Prompt:
Leaving out every picture, retype the lines below from the top through the one that contains "[ ] a keypoint on each instance of the glass".

Data provided:
=== Section Start ===

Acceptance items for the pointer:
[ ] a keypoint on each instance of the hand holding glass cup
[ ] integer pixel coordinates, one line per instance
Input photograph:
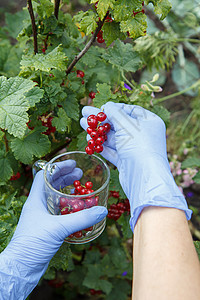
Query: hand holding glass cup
(60, 174)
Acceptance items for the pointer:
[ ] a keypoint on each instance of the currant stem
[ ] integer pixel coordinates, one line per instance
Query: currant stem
(125, 79)
(56, 8)
(88, 45)
(34, 29)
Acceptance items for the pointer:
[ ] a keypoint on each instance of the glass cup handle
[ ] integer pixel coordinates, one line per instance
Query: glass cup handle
(37, 166)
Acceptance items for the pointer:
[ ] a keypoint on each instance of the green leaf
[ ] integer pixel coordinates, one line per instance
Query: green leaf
(34, 95)
(46, 7)
(111, 32)
(71, 107)
(14, 22)
(196, 178)
(123, 57)
(56, 59)
(87, 21)
(136, 26)
(123, 9)
(62, 122)
(185, 75)
(14, 104)
(104, 95)
(162, 7)
(191, 162)
(162, 112)
(34, 144)
(5, 167)
(103, 6)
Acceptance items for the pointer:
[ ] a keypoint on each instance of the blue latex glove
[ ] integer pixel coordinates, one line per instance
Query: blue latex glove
(39, 235)
(136, 145)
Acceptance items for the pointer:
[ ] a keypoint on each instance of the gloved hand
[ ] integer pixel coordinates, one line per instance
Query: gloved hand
(136, 145)
(39, 235)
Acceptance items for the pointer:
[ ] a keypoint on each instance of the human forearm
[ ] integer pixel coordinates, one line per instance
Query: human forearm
(166, 265)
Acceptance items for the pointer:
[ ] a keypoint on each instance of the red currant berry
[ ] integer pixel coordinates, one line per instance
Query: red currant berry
(83, 191)
(89, 185)
(65, 211)
(99, 141)
(91, 143)
(92, 121)
(78, 234)
(63, 202)
(101, 116)
(94, 135)
(89, 130)
(98, 148)
(92, 95)
(88, 150)
(78, 188)
(100, 40)
(76, 183)
(78, 205)
(107, 127)
(101, 130)
(80, 73)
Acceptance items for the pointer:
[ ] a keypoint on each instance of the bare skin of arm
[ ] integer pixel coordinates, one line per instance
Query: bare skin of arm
(166, 265)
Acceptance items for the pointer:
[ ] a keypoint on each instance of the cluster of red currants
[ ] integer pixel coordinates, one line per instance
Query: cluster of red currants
(98, 133)
(69, 206)
(116, 210)
(80, 74)
(100, 38)
(15, 176)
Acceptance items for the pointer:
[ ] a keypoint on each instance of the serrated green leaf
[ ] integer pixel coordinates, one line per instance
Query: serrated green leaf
(62, 122)
(123, 9)
(34, 144)
(56, 59)
(161, 7)
(71, 107)
(104, 95)
(34, 95)
(196, 178)
(136, 26)
(185, 75)
(13, 104)
(5, 167)
(190, 162)
(163, 113)
(123, 57)
(87, 21)
(111, 32)
(46, 7)
(103, 6)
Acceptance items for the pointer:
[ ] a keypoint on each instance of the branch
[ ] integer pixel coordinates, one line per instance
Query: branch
(34, 29)
(56, 8)
(87, 46)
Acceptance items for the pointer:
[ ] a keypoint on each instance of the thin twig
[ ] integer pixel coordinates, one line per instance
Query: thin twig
(87, 46)
(34, 29)
(56, 8)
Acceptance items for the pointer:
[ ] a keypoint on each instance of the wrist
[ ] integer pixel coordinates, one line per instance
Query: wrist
(151, 184)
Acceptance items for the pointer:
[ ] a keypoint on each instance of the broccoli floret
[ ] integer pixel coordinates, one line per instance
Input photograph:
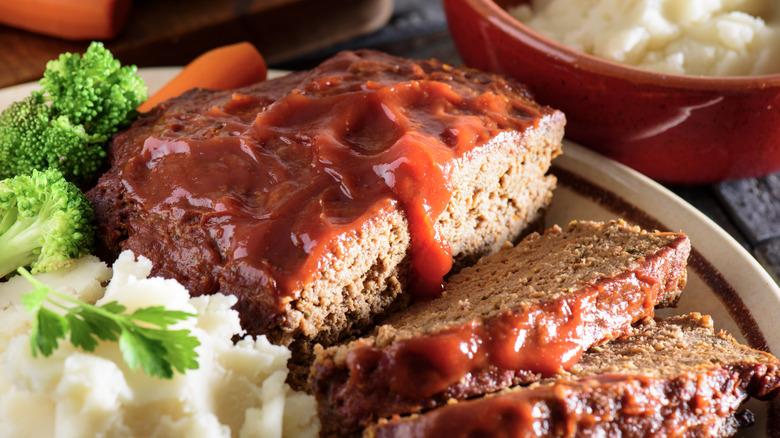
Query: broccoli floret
(83, 100)
(31, 138)
(46, 222)
(93, 90)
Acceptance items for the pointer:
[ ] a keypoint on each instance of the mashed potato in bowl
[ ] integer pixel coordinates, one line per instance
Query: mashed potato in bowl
(238, 390)
(694, 37)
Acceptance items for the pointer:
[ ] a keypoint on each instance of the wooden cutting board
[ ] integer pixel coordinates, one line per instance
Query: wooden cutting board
(173, 32)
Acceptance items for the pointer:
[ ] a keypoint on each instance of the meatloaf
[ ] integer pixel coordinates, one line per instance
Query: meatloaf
(327, 197)
(672, 378)
(523, 313)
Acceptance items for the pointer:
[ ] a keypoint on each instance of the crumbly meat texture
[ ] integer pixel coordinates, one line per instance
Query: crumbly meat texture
(500, 191)
(672, 378)
(589, 283)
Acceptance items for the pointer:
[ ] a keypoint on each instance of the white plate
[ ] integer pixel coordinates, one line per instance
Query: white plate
(724, 280)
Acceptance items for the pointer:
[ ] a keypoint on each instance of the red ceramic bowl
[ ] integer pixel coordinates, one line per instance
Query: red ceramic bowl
(673, 128)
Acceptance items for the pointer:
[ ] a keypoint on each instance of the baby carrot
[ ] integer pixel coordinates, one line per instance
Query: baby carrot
(223, 68)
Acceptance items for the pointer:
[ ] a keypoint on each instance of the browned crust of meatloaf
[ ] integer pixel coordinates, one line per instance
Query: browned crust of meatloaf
(622, 270)
(674, 378)
(499, 191)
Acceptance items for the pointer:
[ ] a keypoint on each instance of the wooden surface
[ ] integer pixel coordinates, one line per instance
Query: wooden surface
(172, 32)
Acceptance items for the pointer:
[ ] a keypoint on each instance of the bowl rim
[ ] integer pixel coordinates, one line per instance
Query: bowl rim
(501, 18)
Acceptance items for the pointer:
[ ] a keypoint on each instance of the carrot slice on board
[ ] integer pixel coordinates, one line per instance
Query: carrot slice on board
(69, 19)
(223, 68)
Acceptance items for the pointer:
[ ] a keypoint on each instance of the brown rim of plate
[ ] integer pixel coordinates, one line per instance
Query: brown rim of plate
(710, 275)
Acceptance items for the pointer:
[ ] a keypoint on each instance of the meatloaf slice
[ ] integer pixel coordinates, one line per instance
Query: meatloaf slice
(327, 197)
(522, 313)
(671, 378)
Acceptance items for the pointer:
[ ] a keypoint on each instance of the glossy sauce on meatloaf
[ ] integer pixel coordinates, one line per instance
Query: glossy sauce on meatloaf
(268, 178)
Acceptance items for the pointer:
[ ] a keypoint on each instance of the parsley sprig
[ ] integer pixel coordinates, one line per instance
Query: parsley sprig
(143, 335)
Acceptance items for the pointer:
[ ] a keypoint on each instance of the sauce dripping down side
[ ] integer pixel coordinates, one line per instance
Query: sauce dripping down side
(275, 178)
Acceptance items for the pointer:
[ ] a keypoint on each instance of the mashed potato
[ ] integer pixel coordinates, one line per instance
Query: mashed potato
(696, 37)
(237, 391)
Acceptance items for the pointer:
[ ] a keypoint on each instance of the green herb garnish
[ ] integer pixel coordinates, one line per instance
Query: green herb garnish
(143, 335)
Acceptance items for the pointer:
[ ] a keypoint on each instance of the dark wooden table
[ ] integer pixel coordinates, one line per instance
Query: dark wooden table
(295, 34)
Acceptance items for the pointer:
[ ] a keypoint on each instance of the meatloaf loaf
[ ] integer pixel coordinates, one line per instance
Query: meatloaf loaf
(672, 378)
(327, 197)
(525, 312)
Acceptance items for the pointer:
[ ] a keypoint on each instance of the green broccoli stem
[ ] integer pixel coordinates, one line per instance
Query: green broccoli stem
(21, 243)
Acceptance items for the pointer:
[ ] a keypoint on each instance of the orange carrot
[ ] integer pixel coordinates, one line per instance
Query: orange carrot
(69, 19)
(223, 68)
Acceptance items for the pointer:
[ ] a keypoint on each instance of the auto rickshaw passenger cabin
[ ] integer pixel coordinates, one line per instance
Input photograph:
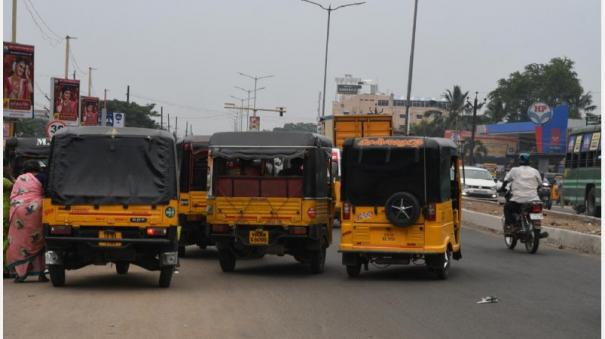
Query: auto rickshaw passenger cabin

=== Section End ===

Task result:
Acceptance items for the pointer:
[ ] a keypoint on each instance of the hand holding glass cup
[ ] integer pixel coordinates, one line per instance
Input photograph:
Query: hand holding glass cup
(60, 174)
Acceptance items for the pointer:
[ ] a keypoint on each instance of the currant stem
[ ] integer pixel coordinates, one line per instance
Query: currant stem
(125, 79)
(56, 8)
(88, 45)
(34, 29)
Acceptance items for the pointer:
[ ] a keypoint on each instance of the glass cup handle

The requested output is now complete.